> _TEXTO PROPORCIONADO_
%%

Como indica su nombre, el museo está en los cerros, en la Quebrada de Huichaira, a cinco kilómetros de Tilcara y a 2.700 metros de altura. En la zona, a orillas del río Huichaira, se encontraron ruinas de habitaciones, murallas, sepulcros y restos de construcciones de los tilcaras que habitaron el lugar que hoy constituye un yacimiento arqueológico de estudio.
Desde lejos se distingue una edificación formada por varios módulos. El color tierra, tan similar al de los cerros, recuerda a los pueblos del desierto marroquí, que, igual que acá, se mimetizan con la aridez del entorno. Para llegar se atraviesa un jardín pequeño parecido a un oasis, que es la antítesis de la sequía de este territorio donde crecen cardones y churquis. Al pisar la primera sala me siento a salvo del sol bestial, y es gracias al arquitecto César Rodríguez Marquina. Circula una brisa suave y el techo de este módulo es el cielo que hoy, y la mayoría de los días en la quebrada, se ve azul.
Subo unos escalones, todavía sin techo, y pienso en el desafío de encarar y lograr una construcción en este lugar alejado. El MEC es un museo privado que comenzó hace 12 años con la idea, la fuerza y, me arriesgo a decir, la obstinación de Lucio Boschi, un fotógrafo de Buenos Aires que focalizó su trabajo en la quebrada, las comunidades y los paisajes andinos y, a través del museo, intenta retribuir algo de todo lo que le dio el norte argentino. Pensé que podría encontrarlo, pero cuando visité el MEC, él estaba exponiendo sus fotos en Alemania.

%%

> _CONSIGNA_
Reproduce sin cambios todo lo que va desde "Como indica su" hasta "arqueológico de estudio." en el texto sobre el museo de la Quebrada de Huichaira.

> _DATOS SIN PROCESAR_
%%

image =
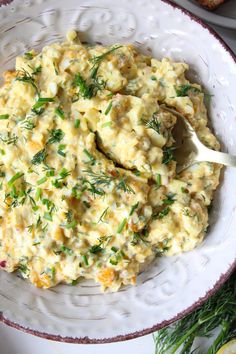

%%

> _RESULTADO_
Como indica su nombre, el museo está en los cerros, en la Quebrada de Huichaira, a cinco kilómetros de Tilcara y a 2.700 metros de altura. En la zona, a orillas del río Huichaira, se encontraron ruinas de habitaciones, murallas, sepulcros y restos de construcciones de los tilcaras que habitaron el lugar que hoy constituye un yacimiento arqueológico de estudio.